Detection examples
• • •

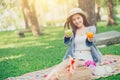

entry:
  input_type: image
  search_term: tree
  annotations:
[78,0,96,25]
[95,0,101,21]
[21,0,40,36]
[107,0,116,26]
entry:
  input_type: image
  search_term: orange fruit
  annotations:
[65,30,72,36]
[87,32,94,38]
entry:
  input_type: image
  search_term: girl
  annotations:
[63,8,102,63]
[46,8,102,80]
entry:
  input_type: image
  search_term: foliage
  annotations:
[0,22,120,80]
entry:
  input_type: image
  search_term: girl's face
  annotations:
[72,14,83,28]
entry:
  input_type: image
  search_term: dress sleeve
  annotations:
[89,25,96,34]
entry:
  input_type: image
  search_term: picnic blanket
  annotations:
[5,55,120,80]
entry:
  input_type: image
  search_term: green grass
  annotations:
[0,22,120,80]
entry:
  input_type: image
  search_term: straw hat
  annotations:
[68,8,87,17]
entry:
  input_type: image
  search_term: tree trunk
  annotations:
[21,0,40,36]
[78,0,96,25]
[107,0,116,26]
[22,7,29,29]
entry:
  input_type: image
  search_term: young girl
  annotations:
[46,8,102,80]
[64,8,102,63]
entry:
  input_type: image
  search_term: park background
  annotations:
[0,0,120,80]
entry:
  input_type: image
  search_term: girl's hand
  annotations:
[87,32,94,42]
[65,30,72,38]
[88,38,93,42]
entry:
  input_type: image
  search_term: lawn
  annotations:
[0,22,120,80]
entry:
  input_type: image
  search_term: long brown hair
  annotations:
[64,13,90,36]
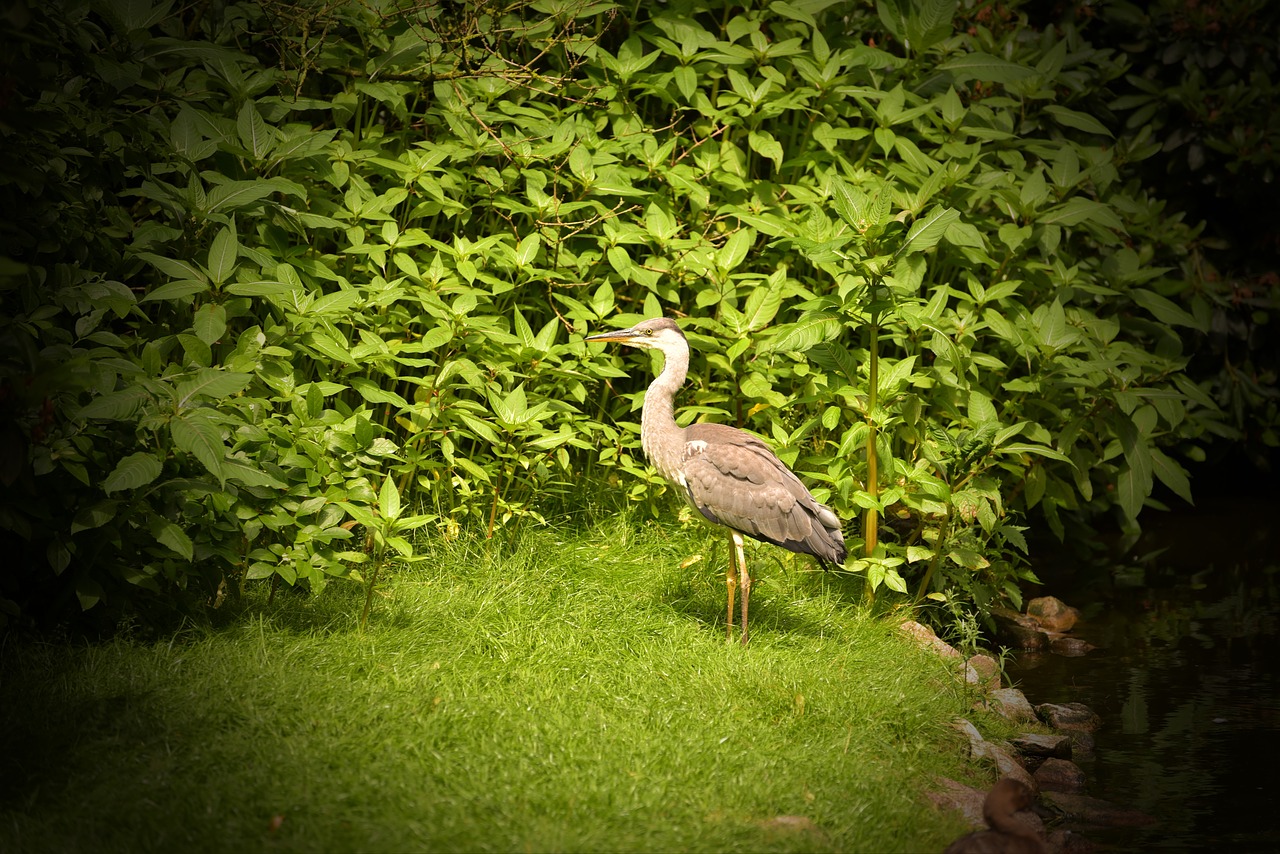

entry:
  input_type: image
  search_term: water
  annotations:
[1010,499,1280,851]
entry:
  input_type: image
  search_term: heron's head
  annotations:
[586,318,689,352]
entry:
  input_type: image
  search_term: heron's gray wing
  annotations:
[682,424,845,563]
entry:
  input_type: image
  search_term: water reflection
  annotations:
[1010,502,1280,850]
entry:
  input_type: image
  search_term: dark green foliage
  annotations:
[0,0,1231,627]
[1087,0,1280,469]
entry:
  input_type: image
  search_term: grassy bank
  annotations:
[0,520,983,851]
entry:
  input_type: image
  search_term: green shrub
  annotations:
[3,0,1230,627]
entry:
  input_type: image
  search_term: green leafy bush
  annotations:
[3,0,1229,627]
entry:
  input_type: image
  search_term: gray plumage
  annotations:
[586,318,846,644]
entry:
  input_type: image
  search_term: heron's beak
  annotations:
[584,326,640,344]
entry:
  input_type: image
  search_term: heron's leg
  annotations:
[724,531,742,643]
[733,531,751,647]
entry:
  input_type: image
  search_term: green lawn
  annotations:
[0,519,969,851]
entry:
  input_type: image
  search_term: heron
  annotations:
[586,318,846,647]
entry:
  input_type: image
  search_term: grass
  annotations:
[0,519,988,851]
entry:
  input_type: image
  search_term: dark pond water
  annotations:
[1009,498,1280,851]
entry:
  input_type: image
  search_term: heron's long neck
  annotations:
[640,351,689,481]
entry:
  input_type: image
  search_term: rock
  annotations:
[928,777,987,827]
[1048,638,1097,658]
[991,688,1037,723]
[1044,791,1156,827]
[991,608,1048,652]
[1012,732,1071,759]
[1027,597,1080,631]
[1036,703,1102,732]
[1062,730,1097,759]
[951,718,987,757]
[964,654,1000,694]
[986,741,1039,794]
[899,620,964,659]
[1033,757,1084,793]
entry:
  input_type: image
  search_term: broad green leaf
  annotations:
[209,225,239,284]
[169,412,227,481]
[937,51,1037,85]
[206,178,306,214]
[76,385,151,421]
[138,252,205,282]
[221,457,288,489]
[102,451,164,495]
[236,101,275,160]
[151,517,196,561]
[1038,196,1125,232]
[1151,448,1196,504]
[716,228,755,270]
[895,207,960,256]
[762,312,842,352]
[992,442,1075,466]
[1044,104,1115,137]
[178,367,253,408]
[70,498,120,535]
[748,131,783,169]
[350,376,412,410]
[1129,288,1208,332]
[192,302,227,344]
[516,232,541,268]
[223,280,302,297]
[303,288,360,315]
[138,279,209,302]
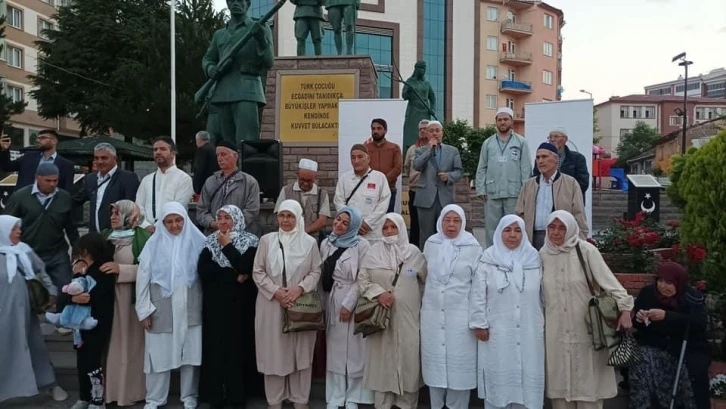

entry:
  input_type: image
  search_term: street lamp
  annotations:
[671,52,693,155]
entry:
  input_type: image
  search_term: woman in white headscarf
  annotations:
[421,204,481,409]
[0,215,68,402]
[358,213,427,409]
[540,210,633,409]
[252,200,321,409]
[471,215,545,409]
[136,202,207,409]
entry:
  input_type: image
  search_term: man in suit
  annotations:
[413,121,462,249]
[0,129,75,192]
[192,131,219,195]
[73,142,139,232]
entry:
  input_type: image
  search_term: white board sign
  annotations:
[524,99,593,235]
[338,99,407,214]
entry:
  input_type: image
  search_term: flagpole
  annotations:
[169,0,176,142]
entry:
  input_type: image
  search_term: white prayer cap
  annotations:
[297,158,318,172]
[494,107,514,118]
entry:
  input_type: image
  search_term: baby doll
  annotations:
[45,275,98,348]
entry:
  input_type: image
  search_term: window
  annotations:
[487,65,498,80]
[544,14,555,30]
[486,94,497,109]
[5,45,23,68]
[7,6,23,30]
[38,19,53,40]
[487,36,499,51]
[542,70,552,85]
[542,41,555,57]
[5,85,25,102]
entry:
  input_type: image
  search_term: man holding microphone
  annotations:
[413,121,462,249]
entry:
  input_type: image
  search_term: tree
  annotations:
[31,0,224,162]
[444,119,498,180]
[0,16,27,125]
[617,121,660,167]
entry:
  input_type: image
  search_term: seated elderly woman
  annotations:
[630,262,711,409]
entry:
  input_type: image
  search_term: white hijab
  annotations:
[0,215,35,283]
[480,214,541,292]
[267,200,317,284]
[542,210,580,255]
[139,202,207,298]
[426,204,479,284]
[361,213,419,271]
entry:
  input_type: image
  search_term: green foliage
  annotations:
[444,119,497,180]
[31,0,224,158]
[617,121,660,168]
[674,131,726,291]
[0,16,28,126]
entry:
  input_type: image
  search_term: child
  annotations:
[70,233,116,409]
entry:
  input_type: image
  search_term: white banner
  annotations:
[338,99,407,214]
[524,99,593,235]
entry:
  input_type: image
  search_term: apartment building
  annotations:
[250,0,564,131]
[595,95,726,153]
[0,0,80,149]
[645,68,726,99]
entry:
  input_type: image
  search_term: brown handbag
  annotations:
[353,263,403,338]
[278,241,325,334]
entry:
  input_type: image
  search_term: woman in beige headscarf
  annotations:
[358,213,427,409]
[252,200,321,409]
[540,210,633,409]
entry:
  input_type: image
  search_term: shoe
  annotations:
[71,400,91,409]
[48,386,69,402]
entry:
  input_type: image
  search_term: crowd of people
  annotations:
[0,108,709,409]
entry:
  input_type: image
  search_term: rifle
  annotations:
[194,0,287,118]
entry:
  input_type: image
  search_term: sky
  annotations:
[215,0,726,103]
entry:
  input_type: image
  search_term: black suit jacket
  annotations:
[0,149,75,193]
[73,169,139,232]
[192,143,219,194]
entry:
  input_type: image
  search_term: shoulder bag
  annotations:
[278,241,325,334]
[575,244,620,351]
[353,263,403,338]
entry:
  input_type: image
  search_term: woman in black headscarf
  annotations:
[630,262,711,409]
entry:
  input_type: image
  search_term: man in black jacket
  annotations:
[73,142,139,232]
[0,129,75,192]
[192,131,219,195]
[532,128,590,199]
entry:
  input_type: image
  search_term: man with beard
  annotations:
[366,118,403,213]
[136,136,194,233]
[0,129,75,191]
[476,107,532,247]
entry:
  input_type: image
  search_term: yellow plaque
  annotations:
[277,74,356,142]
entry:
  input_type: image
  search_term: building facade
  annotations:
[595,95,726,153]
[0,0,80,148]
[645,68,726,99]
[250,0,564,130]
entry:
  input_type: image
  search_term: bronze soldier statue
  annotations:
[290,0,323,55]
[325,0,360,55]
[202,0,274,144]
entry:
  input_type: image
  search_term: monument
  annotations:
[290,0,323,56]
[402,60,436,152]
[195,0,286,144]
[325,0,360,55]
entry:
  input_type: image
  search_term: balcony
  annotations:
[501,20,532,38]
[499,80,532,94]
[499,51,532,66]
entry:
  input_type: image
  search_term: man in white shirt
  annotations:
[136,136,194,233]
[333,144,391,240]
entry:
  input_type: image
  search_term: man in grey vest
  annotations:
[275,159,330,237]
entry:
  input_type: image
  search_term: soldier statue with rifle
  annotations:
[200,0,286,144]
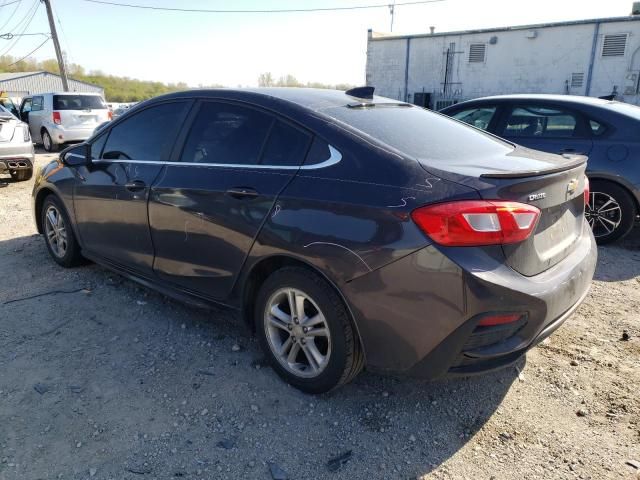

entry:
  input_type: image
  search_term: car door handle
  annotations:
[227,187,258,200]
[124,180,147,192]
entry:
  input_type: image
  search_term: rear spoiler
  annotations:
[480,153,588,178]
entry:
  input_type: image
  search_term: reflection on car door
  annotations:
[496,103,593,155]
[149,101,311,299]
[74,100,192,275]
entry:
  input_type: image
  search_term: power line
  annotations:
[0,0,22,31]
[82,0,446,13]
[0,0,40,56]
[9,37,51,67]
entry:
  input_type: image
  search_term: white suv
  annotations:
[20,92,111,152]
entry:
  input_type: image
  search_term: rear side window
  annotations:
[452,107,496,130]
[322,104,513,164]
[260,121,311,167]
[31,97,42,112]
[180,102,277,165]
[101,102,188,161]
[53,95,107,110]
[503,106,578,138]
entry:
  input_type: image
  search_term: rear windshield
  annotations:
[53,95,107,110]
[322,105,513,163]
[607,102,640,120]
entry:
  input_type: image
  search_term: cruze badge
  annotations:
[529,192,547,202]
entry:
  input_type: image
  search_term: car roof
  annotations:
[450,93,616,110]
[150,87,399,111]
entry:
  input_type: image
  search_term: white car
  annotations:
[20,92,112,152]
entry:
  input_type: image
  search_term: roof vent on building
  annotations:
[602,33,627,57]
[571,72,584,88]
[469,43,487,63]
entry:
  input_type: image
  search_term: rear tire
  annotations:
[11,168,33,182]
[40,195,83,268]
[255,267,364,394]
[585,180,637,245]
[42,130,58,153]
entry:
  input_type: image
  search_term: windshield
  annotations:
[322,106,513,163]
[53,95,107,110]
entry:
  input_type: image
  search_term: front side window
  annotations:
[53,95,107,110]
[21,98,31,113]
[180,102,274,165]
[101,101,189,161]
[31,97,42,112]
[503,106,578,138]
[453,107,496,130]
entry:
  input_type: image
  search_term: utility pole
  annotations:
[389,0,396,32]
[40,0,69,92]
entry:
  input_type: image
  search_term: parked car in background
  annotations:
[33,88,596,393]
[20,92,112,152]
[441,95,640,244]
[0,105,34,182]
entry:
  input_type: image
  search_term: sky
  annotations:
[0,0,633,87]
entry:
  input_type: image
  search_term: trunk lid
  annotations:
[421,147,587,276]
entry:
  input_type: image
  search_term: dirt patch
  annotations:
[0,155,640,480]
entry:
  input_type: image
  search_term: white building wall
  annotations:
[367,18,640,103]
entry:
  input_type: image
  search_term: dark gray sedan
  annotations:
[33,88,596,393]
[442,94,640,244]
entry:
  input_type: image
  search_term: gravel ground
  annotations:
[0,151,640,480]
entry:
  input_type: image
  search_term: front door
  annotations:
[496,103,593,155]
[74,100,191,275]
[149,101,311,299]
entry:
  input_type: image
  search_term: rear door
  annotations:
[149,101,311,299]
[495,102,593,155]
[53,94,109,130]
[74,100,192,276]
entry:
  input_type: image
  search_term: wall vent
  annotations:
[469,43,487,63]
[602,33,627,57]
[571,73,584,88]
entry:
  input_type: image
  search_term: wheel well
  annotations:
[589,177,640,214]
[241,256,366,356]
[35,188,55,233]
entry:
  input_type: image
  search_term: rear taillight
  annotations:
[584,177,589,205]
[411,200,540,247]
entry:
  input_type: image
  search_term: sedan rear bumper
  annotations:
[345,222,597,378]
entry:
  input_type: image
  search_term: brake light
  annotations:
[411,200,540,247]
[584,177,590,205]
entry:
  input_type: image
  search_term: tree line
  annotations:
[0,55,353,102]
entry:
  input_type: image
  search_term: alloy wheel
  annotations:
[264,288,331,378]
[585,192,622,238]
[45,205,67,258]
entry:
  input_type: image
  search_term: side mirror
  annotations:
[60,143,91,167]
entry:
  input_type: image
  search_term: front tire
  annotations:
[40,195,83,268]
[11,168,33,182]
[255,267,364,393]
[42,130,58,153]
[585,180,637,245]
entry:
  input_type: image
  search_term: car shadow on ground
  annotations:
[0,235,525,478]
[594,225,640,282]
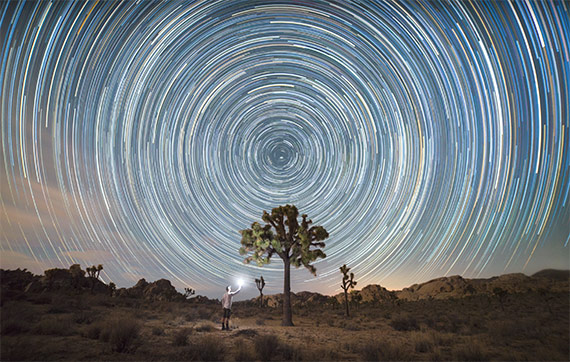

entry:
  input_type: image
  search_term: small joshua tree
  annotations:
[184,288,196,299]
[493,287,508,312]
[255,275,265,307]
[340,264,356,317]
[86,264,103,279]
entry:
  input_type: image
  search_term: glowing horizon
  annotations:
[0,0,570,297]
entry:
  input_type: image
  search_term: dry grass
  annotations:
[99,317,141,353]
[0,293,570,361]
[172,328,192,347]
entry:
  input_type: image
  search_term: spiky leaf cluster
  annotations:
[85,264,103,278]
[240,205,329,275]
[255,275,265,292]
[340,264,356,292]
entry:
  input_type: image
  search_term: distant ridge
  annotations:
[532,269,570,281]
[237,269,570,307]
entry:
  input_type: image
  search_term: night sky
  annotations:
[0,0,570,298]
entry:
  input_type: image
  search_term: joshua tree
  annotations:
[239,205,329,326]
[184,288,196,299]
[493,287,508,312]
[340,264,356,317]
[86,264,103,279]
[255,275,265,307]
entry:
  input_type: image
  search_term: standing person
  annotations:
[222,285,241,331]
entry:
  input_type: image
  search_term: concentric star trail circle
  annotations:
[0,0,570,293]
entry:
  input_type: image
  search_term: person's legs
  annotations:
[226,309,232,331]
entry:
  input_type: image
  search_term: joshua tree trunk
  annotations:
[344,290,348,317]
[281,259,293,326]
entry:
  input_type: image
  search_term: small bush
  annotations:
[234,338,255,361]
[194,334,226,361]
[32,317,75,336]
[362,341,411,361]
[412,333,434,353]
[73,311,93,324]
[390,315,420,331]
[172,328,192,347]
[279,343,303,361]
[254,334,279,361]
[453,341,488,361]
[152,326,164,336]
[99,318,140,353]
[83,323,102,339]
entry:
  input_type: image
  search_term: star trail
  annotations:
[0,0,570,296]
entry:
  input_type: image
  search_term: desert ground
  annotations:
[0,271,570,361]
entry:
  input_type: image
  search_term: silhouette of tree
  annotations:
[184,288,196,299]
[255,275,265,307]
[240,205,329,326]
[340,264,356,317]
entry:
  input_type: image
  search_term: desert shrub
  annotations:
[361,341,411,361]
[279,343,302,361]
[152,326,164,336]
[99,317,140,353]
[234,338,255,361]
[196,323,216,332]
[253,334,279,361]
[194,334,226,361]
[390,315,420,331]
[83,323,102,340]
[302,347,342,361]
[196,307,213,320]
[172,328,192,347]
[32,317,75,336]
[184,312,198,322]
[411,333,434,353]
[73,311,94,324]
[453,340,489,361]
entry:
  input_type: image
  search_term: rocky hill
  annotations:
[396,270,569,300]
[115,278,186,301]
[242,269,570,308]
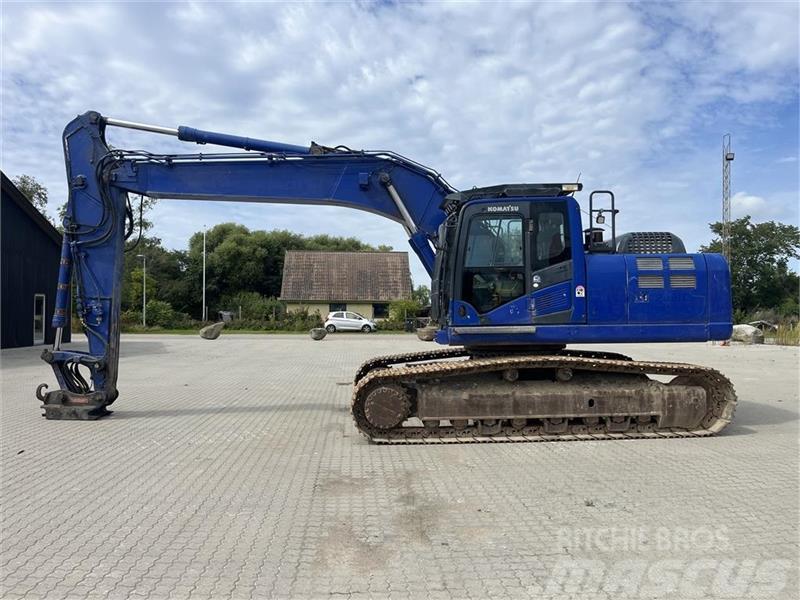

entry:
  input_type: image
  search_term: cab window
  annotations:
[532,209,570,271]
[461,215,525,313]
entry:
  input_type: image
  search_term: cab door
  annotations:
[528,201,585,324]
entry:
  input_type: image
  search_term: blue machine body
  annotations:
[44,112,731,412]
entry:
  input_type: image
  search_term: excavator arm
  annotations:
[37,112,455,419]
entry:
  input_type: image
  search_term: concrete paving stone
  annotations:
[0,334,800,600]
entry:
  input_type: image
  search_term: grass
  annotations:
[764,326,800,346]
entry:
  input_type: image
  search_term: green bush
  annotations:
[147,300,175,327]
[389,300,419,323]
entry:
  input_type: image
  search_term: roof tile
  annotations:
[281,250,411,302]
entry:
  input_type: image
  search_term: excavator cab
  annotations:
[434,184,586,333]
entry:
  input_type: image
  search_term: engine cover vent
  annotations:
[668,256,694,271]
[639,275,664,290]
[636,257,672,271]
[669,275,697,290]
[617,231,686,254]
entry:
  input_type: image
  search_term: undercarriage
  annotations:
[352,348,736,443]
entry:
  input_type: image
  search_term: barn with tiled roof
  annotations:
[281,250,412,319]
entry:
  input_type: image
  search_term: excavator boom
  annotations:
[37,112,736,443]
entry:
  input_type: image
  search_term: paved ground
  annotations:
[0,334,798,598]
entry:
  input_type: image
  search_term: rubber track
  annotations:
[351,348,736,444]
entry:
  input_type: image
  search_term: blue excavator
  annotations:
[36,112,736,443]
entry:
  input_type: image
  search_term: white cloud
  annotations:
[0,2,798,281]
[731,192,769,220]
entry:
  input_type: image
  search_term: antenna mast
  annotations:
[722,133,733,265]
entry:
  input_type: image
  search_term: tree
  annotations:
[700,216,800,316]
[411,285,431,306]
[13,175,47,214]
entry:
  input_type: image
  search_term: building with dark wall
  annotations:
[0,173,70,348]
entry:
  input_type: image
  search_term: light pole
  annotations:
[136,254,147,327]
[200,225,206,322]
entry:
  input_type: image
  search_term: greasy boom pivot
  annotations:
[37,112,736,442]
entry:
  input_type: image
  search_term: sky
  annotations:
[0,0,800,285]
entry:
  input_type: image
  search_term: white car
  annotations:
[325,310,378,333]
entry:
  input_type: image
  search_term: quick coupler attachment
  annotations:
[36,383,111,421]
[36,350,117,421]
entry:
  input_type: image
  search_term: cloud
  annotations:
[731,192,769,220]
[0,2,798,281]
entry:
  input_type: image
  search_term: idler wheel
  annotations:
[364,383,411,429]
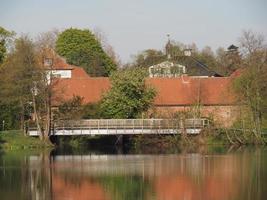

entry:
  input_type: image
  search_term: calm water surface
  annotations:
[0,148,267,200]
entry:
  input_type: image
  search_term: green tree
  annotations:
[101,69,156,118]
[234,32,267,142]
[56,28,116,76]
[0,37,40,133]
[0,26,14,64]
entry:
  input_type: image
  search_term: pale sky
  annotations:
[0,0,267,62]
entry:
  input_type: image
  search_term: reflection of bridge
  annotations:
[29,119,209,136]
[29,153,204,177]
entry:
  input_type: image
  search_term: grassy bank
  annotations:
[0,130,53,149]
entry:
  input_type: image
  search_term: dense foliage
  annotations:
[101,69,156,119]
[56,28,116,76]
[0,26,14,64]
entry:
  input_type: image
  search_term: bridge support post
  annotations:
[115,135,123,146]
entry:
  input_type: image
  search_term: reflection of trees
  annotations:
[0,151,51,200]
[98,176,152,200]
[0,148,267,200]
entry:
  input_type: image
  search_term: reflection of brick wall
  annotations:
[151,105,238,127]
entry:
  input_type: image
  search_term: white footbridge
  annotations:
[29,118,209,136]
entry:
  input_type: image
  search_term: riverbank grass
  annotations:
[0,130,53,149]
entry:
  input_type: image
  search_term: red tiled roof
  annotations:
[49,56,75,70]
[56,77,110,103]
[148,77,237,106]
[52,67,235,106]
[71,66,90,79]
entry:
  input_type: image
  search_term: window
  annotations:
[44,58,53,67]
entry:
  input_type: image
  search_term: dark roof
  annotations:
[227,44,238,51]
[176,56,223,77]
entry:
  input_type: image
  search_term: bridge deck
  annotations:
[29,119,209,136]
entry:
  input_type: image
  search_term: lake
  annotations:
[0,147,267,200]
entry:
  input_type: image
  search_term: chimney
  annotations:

• • •

Required work: Report how many lines in the records contain the string "rifle". Give only the number.

Answer to this exercise: 2